*ENTRIES SUPPLIED*.
- - - - - - -

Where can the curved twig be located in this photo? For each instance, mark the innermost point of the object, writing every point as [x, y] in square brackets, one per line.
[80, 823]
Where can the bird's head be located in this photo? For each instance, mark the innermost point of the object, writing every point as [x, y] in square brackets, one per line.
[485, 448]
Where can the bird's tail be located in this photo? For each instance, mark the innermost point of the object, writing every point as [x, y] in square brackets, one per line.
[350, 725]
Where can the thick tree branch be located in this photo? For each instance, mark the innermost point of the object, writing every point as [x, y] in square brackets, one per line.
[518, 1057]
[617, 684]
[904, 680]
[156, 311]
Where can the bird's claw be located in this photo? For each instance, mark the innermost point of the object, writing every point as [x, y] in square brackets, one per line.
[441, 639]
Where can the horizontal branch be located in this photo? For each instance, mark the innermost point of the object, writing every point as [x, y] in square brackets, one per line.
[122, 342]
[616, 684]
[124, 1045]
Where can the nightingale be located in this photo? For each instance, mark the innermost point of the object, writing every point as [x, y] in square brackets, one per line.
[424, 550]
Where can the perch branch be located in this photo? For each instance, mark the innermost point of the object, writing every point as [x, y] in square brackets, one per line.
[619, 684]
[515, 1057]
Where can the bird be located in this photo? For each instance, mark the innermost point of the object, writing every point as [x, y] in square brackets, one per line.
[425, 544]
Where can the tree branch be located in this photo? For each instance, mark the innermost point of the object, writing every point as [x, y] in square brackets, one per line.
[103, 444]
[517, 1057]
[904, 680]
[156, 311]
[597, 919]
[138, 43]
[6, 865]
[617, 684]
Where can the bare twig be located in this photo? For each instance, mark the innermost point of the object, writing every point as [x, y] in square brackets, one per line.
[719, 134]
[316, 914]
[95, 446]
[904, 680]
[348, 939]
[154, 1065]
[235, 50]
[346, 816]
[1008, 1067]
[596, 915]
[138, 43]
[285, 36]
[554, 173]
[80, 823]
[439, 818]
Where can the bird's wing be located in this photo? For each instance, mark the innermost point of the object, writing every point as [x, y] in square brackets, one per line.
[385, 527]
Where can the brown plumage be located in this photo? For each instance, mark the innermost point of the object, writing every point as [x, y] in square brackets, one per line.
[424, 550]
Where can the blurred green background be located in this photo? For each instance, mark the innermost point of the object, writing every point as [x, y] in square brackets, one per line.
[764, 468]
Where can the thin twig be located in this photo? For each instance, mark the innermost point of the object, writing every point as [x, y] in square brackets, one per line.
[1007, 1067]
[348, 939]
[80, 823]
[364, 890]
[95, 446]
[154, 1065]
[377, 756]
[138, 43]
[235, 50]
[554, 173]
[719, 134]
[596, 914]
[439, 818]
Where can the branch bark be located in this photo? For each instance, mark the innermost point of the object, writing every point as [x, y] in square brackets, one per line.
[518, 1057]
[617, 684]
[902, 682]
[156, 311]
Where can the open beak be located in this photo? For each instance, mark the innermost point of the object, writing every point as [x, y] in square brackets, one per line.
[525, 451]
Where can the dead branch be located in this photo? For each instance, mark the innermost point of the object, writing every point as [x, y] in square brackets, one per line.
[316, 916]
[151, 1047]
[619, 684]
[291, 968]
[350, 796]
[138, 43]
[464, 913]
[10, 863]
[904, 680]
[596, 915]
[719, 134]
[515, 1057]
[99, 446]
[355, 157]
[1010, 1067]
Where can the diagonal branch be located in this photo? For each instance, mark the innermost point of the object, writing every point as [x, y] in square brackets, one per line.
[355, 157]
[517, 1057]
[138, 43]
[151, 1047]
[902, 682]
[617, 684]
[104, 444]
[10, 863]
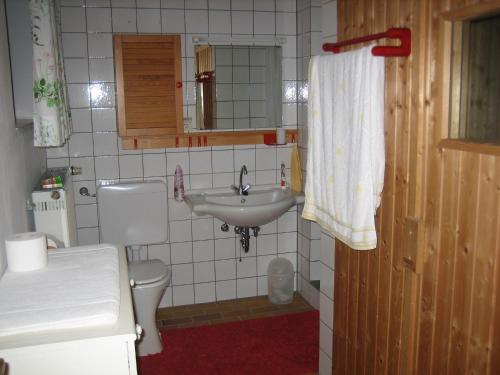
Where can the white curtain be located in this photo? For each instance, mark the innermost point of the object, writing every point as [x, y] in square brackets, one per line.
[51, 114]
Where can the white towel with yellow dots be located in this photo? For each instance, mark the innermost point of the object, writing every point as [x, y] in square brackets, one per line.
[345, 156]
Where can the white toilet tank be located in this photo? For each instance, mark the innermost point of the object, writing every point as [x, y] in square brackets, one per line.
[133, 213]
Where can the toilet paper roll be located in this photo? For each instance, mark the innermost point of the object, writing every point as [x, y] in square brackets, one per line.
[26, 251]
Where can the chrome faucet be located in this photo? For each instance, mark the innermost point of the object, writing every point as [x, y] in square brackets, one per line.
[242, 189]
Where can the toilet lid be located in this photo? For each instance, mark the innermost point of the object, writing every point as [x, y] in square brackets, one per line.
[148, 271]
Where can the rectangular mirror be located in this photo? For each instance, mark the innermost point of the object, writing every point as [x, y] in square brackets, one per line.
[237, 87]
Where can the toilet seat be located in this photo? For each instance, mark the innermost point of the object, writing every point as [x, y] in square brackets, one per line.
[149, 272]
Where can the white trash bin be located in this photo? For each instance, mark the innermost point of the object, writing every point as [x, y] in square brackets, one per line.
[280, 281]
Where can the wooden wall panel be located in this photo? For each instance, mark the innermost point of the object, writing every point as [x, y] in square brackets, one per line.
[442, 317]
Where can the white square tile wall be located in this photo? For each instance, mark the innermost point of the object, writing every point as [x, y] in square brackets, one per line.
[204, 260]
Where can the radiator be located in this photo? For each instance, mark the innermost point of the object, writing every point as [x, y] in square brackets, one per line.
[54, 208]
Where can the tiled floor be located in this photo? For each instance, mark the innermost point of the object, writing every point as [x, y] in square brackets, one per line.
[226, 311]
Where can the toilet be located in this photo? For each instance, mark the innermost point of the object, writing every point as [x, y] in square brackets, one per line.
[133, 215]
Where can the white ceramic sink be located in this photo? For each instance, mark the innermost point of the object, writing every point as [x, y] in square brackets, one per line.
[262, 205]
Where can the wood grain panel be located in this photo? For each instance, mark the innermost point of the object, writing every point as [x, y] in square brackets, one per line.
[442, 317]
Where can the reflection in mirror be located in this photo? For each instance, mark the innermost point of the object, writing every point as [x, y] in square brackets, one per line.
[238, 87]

- - - - - - -

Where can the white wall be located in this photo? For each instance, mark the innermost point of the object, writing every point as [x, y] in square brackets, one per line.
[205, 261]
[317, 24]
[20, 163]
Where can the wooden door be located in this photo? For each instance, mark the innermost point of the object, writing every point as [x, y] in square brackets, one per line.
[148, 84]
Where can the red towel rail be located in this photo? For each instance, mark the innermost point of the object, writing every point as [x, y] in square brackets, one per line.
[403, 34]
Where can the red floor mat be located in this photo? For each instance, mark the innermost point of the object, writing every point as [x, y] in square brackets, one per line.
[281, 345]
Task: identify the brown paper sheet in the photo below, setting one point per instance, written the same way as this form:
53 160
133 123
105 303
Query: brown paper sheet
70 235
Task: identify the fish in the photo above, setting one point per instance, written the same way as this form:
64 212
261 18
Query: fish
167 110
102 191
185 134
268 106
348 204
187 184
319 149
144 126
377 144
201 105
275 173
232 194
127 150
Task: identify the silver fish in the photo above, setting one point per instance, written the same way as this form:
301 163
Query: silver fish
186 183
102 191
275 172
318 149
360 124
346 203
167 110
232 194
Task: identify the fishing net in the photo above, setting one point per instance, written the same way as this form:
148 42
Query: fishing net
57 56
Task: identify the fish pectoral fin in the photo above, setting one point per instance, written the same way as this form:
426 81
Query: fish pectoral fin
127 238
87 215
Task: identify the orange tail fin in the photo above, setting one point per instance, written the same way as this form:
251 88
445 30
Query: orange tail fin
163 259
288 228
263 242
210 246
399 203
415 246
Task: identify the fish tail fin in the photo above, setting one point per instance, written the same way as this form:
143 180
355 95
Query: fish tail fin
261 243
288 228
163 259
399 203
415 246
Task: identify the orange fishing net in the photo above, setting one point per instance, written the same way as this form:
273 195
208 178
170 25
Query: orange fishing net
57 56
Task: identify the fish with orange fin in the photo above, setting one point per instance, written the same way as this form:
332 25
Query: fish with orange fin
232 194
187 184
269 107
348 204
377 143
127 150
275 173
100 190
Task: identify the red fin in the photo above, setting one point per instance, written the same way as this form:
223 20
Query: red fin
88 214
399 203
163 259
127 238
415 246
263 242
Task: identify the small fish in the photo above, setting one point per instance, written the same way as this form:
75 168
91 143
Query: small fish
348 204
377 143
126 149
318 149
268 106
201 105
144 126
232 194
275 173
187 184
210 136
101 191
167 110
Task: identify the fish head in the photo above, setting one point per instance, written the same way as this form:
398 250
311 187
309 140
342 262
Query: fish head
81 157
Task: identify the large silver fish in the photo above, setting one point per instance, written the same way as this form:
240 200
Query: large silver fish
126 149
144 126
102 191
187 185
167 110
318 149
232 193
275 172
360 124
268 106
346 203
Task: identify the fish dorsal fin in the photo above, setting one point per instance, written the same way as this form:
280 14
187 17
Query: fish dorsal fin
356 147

- - - - - - -

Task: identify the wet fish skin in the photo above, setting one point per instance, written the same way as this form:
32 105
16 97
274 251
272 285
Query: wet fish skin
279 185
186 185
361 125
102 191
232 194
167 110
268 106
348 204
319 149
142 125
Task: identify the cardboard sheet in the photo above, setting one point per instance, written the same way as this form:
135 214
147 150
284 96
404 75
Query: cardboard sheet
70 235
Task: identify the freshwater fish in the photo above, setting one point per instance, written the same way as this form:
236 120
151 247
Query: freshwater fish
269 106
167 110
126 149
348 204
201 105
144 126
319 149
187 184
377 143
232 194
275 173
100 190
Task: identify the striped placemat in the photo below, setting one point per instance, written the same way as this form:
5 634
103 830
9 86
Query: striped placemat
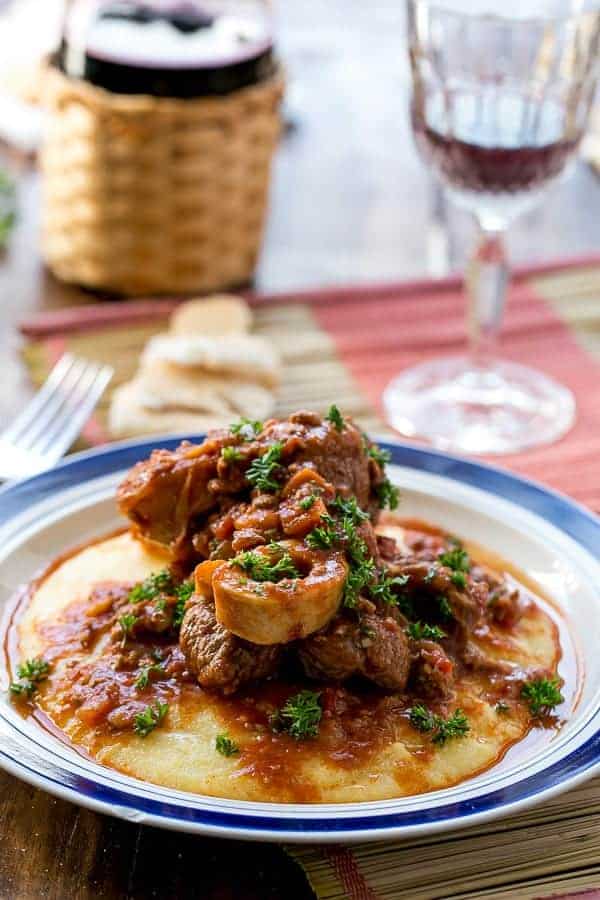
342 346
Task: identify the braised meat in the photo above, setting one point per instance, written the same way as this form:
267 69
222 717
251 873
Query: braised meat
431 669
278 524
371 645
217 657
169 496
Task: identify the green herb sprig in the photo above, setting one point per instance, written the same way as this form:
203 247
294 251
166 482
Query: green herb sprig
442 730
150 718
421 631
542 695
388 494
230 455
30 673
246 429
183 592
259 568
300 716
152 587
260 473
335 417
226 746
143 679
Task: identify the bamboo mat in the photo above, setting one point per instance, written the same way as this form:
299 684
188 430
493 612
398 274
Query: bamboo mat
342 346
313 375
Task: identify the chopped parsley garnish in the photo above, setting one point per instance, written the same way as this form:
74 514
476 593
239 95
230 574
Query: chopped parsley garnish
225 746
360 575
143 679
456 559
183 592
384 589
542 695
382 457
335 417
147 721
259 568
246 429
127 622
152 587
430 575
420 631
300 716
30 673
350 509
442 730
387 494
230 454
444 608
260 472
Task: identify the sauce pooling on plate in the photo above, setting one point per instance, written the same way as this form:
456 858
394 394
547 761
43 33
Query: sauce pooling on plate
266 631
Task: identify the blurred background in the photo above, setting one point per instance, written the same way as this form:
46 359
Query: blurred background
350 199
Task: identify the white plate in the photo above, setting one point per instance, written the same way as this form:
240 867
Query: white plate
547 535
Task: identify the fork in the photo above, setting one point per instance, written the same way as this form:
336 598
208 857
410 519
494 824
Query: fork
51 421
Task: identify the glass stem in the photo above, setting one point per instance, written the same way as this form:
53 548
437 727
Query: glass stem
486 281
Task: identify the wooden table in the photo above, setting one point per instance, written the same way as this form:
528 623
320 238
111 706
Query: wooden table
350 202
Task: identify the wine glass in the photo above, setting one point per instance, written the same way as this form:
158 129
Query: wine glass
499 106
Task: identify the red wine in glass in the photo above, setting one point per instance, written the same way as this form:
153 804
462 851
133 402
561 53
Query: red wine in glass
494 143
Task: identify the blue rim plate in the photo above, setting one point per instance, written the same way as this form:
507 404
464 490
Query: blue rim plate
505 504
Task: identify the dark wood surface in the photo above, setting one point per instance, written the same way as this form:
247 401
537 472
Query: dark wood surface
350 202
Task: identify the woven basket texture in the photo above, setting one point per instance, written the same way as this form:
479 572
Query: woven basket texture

- - - - - - -

*PROBLEM DESCRIPTION*. Rewrite the entries from the line with "Where can the thin" up to and including the line with "[1010, 1067]", changing "dead branch" to "broken branch" and keeping everything else the same.

*ANSWER FOR THE TASK*.
Where can the thin twig be located in this photo? For each instance, mark the innermost point of the object, writing every point as [x, y] in square brackets, one per line.
[1007, 1067]
[348, 939]
[80, 823]
[364, 890]
[95, 446]
[154, 1065]
[377, 756]
[138, 43]
[235, 50]
[554, 173]
[719, 134]
[596, 914]
[439, 818]
Where can the branch bark be located in this photo? For each instance, mark the innermost point of the object, writing every point as [x, y] in square brackets, one per line.
[518, 1057]
[617, 684]
[902, 682]
[156, 311]
Where can the open beak be located in this photo? For each instance, mark the innermost point of the object, writing every point as [x, y] in square brackets, one per line.
[525, 451]
Where can the broken branch be located in this photo? For each instance, mark the innermost point of the object, writing every point as [x, y] in square brackets, one per line.
[316, 916]
[151, 1047]
[619, 684]
[291, 968]
[350, 796]
[138, 43]
[464, 913]
[10, 863]
[904, 680]
[596, 915]
[719, 134]
[515, 1057]
[99, 446]
[355, 157]
[1010, 1067]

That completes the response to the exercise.